- [Document excerpt]
╭──
Let’s assume she’s gainfully employed, and you think she’s a decent person.

Edit: Context for audience (from a question in comments) – She’s 35, doesn’t have a viable partner, really wants kids. Always has.

She’s not perfect but is extremely loving. I think she’ll be a great mom.

27 comments
  1. Unless she wanted to be with me and I was also single, I couldn’t do it.

    I don’t think I could avoid feeling some sort of attachment to the child, even if I was legally and financially in the clear.

    I’d have to be involved in his or her life at least.

  2. No fucking way. Someone, someday would come at me for money. Or something. I just know it

  3. Potentially fine but I would want to talk to some lawyers to make sure ‘helping out a friend’ doesn’t turn into ‘paternal obligation’

  4. Definitely no. Despite written agreements and contracts through lawyers, you run the risk of being financially responsible for the child.
╰──
- [Supplied material]
╭──
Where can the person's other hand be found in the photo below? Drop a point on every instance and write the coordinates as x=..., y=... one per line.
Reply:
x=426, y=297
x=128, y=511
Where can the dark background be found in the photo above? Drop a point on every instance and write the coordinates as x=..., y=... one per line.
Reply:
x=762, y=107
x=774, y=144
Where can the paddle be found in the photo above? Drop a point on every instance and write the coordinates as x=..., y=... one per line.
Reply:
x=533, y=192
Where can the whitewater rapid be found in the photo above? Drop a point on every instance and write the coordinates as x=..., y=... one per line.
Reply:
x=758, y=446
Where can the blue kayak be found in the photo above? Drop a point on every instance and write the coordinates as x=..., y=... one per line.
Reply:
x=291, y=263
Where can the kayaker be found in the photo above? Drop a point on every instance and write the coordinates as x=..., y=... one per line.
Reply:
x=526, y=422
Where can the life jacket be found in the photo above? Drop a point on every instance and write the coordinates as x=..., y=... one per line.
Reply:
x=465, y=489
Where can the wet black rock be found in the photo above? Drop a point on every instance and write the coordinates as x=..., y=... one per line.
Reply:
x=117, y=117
╰──
╭──
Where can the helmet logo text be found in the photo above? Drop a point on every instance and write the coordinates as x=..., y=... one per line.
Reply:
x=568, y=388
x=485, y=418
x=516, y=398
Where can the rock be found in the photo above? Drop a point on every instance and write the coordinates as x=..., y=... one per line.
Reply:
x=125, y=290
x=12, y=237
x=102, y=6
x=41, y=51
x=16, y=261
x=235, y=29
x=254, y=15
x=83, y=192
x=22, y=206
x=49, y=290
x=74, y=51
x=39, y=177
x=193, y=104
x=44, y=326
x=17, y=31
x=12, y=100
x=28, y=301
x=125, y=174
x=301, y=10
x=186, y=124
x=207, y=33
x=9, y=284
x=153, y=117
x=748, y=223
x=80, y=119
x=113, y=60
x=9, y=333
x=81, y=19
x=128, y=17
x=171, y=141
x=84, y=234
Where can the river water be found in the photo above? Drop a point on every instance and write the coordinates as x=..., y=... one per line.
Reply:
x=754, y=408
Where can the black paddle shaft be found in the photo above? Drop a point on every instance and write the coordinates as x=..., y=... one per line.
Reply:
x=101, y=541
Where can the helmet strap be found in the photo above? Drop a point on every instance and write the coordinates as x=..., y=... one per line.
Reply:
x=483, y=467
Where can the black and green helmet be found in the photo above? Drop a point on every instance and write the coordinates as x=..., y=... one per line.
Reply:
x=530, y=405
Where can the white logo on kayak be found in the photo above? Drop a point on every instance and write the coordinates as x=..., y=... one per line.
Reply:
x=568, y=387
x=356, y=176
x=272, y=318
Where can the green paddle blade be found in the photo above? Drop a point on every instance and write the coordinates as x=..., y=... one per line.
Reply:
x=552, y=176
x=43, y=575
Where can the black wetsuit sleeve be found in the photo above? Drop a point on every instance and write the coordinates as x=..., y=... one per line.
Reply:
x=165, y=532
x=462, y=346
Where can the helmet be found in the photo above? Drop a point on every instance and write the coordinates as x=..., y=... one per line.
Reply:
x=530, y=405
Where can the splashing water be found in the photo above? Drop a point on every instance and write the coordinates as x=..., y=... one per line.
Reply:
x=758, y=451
╰──
╭──
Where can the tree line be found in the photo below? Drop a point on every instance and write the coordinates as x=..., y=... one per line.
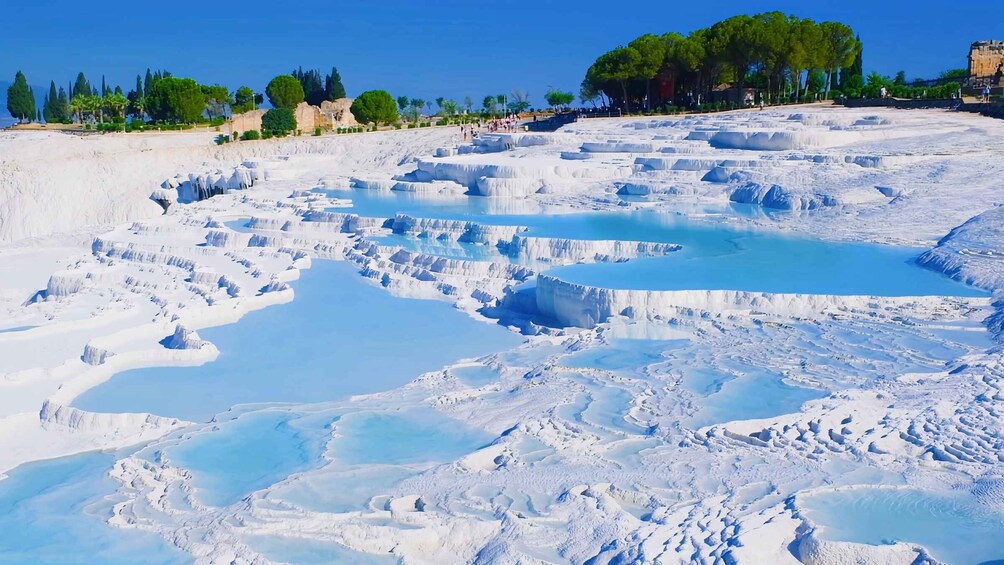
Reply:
╰──
- [Assignment 1] In the discussion thread about the 35-year-old friend who wants children, why does the commenter who answers "Definitely no." reject the idea? Reply in one to three sentences.
- [Assignment 2] Carry on the discussion thread about the 35-year-old friend who wants children, starting after its last comment.

- [Task result 1] The commenter rejects it because, even with written agreements and contracts drawn up through lawyers, there is still a risk of becoming financially responsible for the child.

- [Task result 2]
  5. No. Too many cases of the state turning around and slapping the sperm donor with child support.

  6. As much as I’d be flattered that a female friend would want to give birth to my child, I don’t think I could accept her raising the child by herself as I’d want to be part of the life of any child of mine, so I’d ask her to consider being involved with me as a normal couple raising the child as mom and dad. We’d obviously need to have feelings for each other beyond just a friendship.

  7. I am a 38F and I was asked about egg donation from a male friend for one of their friends in my late 20s (same sex couple). I am child free by choice and my friend knew this. They would pay 100% of all my expenses, including loss wages from taking time off for the procedure.

    I wrestled with the idea. On one side, I am a organ donor and a regular blood donor. Donating my eggs that I didn’t plan to use seemed logical.

    What stopped me was the life my eggs could create. Like I said, I am child free by choice. And if the child wanted a relationship with me, I would feel awful saying “go back to your parents; you were just a donation.” It doesn’t matter what the laws say in my state. There is a human life who is now looking for their bio mom. I just can’t get past telling some innocent soul that I don’t want them around.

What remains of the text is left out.